▸ Your goal
Render every line of the entries below as a numbered list, omitting any blank lines. Leave the pictures out of your answer.

▸ Bounding box annotation entries
========
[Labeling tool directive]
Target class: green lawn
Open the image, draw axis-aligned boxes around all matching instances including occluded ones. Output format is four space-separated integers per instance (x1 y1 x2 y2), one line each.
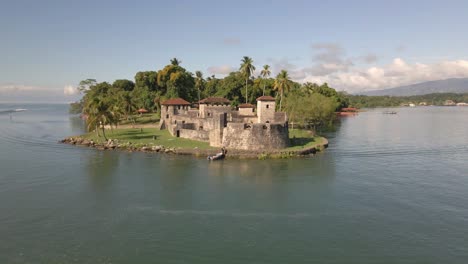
285 129 325 151
77 128 324 151
119 113 159 125
82 128 212 149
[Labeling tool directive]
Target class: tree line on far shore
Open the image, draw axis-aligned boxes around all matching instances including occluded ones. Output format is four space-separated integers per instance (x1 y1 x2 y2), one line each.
347 93 468 108
70 56 349 134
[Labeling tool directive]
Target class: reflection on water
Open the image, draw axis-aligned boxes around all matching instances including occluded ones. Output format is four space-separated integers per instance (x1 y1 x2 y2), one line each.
0 105 468 263
83 151 120 192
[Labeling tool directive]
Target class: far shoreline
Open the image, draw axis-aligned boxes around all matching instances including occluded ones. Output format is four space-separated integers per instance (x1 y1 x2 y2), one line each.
59 128 328 159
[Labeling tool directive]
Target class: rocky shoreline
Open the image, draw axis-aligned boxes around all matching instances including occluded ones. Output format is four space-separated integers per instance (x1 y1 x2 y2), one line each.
59 136 328 159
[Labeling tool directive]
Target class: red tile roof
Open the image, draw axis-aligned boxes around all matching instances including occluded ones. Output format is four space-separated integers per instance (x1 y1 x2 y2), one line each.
200 97 231 104
239 104 255 108
161 98 190 105
257 95 276 101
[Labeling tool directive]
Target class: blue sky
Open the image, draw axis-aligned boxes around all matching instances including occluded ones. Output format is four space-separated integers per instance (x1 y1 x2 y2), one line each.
0 0 468 101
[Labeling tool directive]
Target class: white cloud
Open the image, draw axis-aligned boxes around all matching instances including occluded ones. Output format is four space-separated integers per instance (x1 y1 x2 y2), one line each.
223 38 241 46
302 58 468 92
0 84 44 93
63 85 79 96
208 65 236 75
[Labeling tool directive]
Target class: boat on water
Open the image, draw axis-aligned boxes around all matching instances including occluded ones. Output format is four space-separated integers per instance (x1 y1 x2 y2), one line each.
337 107 358 116
207 148 227 160
0 108 28 114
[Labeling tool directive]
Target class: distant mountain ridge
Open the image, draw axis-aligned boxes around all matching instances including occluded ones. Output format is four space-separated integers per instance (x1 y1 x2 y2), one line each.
357 78 468 96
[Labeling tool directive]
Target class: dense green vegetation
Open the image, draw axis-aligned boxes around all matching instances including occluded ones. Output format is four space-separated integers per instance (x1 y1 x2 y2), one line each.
82 128 215 149
347 93 468 108
80 128 325 151
70 56 348 138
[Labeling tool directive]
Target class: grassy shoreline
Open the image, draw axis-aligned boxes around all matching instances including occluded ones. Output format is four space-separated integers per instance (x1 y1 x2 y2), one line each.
61 127 328 159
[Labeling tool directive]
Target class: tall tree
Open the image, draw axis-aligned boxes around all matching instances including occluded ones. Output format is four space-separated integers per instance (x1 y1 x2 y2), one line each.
274 70 292 111
239 56 255 103
260 64 271 95
195 71 205 102
171 58 182 66
112 79 135 91
83 96 119 140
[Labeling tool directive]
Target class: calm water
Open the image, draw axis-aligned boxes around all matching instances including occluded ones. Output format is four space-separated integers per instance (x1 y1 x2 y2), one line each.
0 104 468 263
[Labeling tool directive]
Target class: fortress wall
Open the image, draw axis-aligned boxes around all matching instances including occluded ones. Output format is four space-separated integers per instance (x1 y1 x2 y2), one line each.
209 113 225 147
274 112 288 123
222 123 289 150
230 116 257 123
239 108 257 116
179 129 209 142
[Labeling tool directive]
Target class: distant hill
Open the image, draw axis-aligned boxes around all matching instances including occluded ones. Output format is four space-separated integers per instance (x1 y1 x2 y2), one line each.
358 78 468 96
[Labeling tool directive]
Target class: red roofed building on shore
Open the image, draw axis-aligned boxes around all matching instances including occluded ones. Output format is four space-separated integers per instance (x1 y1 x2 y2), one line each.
160 96 289 150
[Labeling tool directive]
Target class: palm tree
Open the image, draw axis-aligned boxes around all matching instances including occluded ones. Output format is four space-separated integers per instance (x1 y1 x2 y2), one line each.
273 70 292 111
119 91 136 120
239 56 255 103
83 96 119 140
260 65 271 95
171 58 182 66
195 71 204 102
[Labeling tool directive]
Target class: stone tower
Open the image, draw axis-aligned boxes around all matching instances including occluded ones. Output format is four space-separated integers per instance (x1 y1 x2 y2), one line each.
257 95 276 123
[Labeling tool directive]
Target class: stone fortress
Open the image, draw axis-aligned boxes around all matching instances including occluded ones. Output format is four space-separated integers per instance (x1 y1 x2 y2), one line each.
159 96 290 151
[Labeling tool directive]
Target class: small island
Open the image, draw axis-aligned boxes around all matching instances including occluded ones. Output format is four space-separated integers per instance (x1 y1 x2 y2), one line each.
62 96 328 159
62 56 348 159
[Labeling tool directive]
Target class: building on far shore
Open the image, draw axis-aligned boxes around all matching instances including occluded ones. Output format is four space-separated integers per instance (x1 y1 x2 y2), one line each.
159 96 290 150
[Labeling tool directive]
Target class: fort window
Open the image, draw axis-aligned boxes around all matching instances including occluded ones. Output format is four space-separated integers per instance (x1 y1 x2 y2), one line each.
224 113 227 127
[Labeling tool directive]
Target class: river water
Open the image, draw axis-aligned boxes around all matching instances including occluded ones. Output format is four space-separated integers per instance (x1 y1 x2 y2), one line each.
0 104 468 263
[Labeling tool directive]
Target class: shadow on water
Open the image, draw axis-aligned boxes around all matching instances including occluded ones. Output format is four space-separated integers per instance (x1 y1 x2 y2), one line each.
69 115 86 133
84 151 120 191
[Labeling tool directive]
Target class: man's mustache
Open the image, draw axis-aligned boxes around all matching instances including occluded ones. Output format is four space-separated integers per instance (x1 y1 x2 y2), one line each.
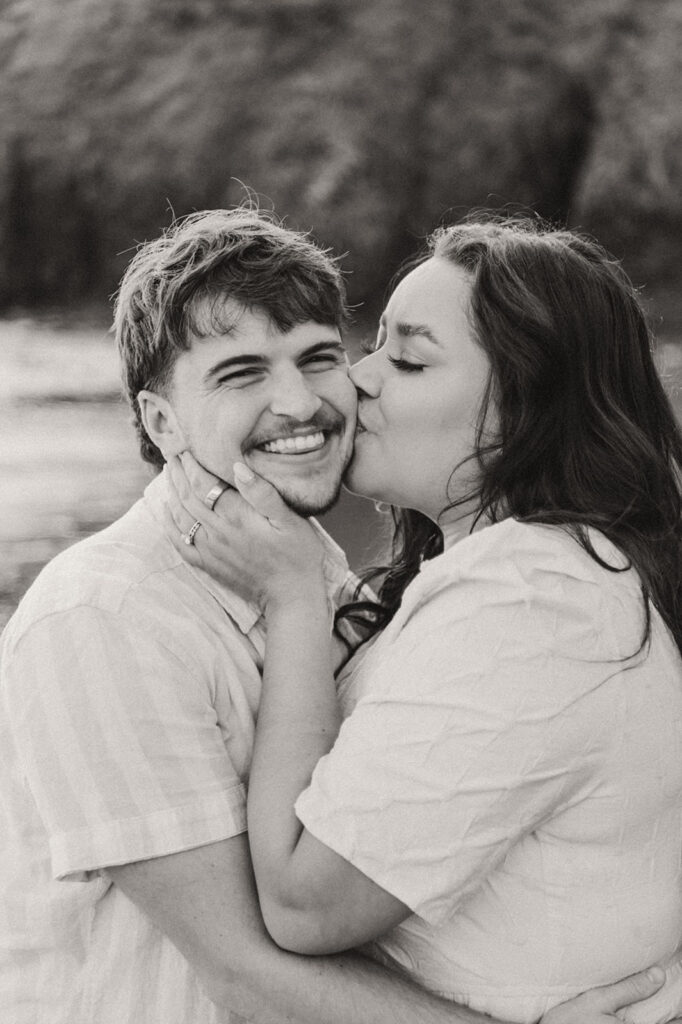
========
▸ Answer to the exercise
1. [Labeling tool directive]
2. Target class: green lawn
3. Open the image, draw axis-aligned boxes around all matching instances including occluded ones. Output format is four space-separated integers per instance (x1 y1 x2 y2), one line each.
4. 285 129 325 151
5. 77 128 324 151
6. 119 113 159 125
7. 82 128 212 149
8. [Labeling tool directive]
9. Target class: tree line on far shore
10. Open the image, draw axis-aligned boxes around all matching instances including occluded ones. Output format is four space-separated integers per instance (x1 y1 x2 y2), one line each.
11. 347 93 468 108
12. 70 56 349 134
13. [Labeling tool directive]
14. Target class: reflection on water
15. Open the image, draw axis-aligned boxes around all matching instances including occluded ones. Output format is four space-separated integers per instance (x1 y1 x2 y2), one line each.
16. 0 105 468 263
17. 83 151 120 192
18. [Labeling tool directive]
19. Target class: far shoreline
20. Open the image, draw axis-aligned boxes around all matching instances including occluded ones. Output format is four space-separated integers per instance (x1 y1 x2 y2), one line each.
21. 59 128 328 159
22. [Labeling tool directive]
23. Target class: rocky shoreline
24. Open the image, draw axis-aligned boxes around all matching instances including occluded ones. Output format is four space-separated integers per instance (x1 y1 x2 y2), one line each.
25. 59 136 328 159
26. [Labeling tool directive]
27. Target class: red tile roof
28. Open the image, draw axis-aligned boxes around all matching instances including occluded ones. Output format is four space-separated integers per instance (x1 y1 x2 y2), one line each.
29. 200 97 231 104
30. 239 104 255 108
31. 161 98 190 105
32. 257 95 276 101
33. [Labeling tool directive]
34. Target class: blue sky
35. Open the image, draw axis-aligned boxes around all matching instances including occluded ones. Output format is four space-separated integers per instance (x1 y1 x2 y2), one line each.
36. 0 0 468 101
37. [Labeling tool directive]
38. Target class: white cloud
39. Open the image, draw axis-aligned boxes around all matching instances including occluded ones. Output format is four space-separated integers per instance (x1 y1 x2 y2), one line each.
40. 223 38 241 46
41. 302 58 468 92
42. 0 84 44 93
43. 63 85 79 96
44. 208 65 236 75
45. [Labeling tool directive]
46. Target class: boat on water
47. Open the image, draw axis-aligned boxes around all matching instances including occluded ones. Output format is four space-separated integers per instance (x1 y1 x2 y2), one line each.
48. 337 107 358 116
49. 207 148 227 160
50. 0 108 28 114
51. [Labeling tool directive]
52. Target class: distant mountain ridge
53. Open the image, draw axis-aligned boxes around all matching instances including occluded ones. Output format is four space-separated integers per instance (x1 y1 x2 y2), one line each.
54. 357 78 468 96
55. [Labeling tool directive]
56. Target class: dense green vegetation
57. Open the image, draw axis-aligned boxes around all matching instances including occluded ones. Output format is four space-separated integers per instance (x1 y1 x2 y2), one line each.
58. 82 128 215 149
59. 347 93 468 108
60. 80 128 325 151
61. 70 56 348 138
62. [Labeling tool directive]
63. Target class: grassy shoreline
64. Open the image, draw axis-aligned boxes around all matching instances including occluded ones. Output format is four space-separated integers per instance (x1 y1 x2 y2), one line each.
65. 61 127 328 159
66. [Labeling tool directive]
67. Target class: tall tree
68. Open the image, draw axis-aligned boxes around all matching instances including occluded ones. Output format is four space-separated integers per instance (x1 y1 x2 y2), one line each.
69. 274 70 292 111
70. 239 56 255 103
71. 260 64 271 95
72. 195 71 205 102
73. 171 58 182 66
74. 112 79 135 91
75. 83 96 119 140
76. [Labeling tool directive]
77. Target class: calm water
78. Open the image, draw axis-aligned boxes around all matching instances including occluded ones. Output format is four space-separated integers per instance (x1 y1 x2 y2), one line each.
79. 0 104 468 263
80. [Labeling tool directive]
81. Target class: fortress wall
82. Open the image, draw axis-aligned boxes around all matching instances including occluded ones. Output format is four space-separated integers per instance (x1 y1 x2 y2), one line each.
83. 209 113 225 147
84. 274 112 288 123
85. 222 123 289 150
86. 230 116 257 123
87. 239 108 257 116
88. 179 129 209 142
89. [Labeling tool directive]
90. Target class: distant hill
91. Open the image, draw axis-aligned boxes around all matching instances including occluded ones. Output format is four space-separated integers per instance (x1 y1 x2 y2), one line each.
92. 358 78 468 96
93. [Labeling tool directive]
94. Target class: red roofed building on shore
95. Open the image, draw axis-aligned boxes around all matching instances including occluded ones. Output format is four space-separated integers per instance (x1 y1 x2 y2), one line each.
96. 160 96 289 150
97. [Labeling tool directive]
98. Target class: palm tree
99. Open the image, draw axis-aligned boxes around all matching instances including occluded ones. Output format is four space-separated integers per instance (x1 y1 x2 y2), one line each.
100. 273 70 292 111
101. 119 91 136 120
102. 239 56 255 103
103. 83 96 119 140
104. 260 65 271 95
105. 171 58 182 66
106. 195 71 204 102
107. [Labeling tool directive]
108. Target class: stone tower
109. Open the image, draw axis-aligned boxes around all matching instances including occluded ones. Output format is four space-separated integers per instance (x1 y1 x2 y2), one line each.
110. 257 95 276 123
111. [Labeling tool directive]
112. Target class: stone fortress
113. Open the image, draw axis-aligned boxes around all matching instances including occluded ones. Output format is four space-separated integers per instance (x1 y1 x2 y2), one line each.
114. 159 96 290 151
115. [Labeling tool directive]
116. Target class: small island
117. Open the image, draw axis-aligned boxes around all matching instances including occluded ones. Output format is four space-separated integers per instance (x1 y1 x2 y2), one line each.
118. 62 96 328 159
119. 62 56 348 159
120. [Labeling tool directive]
121. Target class: building on far shore
122. Open the image, draw axis-aligned boxes around all matching instances including occluded ones. Output format is four space-separated integers per instance (x1 y1 x2 y2), one line each.
123. 159 96 290 150
124. [Labeling tool directive]
125. Target class: fort window
126. Open the image, draw axis-aligned boxes around all matching instances including occluded ones. Output format is four space-separated integers per instance (x1 y1 x2 y2), one line each.
127. 224 113 227 127
128. [Labeling tool directive]
129. Target class: river water
130. Open the image, draw axis-aligned boxes around all matching instances including occluded ones. Output format is four space-separated integers per instance (x1 y1 x2 y2), one line each.
131. 0 104 468 263
132. [Labeling tool directive]
133. Target class: shadow on water
134. Open the image, draw axis-aligned boxes around all matching instances including occluded ones. Output format is four space-separated integers per instance (x1 y1 x2 y2), one line each.
135. 69 115 86 133
136. 84 151 120 191
137. [Labeling tool directive]
138. Target class: man's mustache
139. Open the image, draw axis-aligned boxes around all matching instances including occluded ones. Output format is four space-separated integers per instance (x1 y1 x2 y2), one line each.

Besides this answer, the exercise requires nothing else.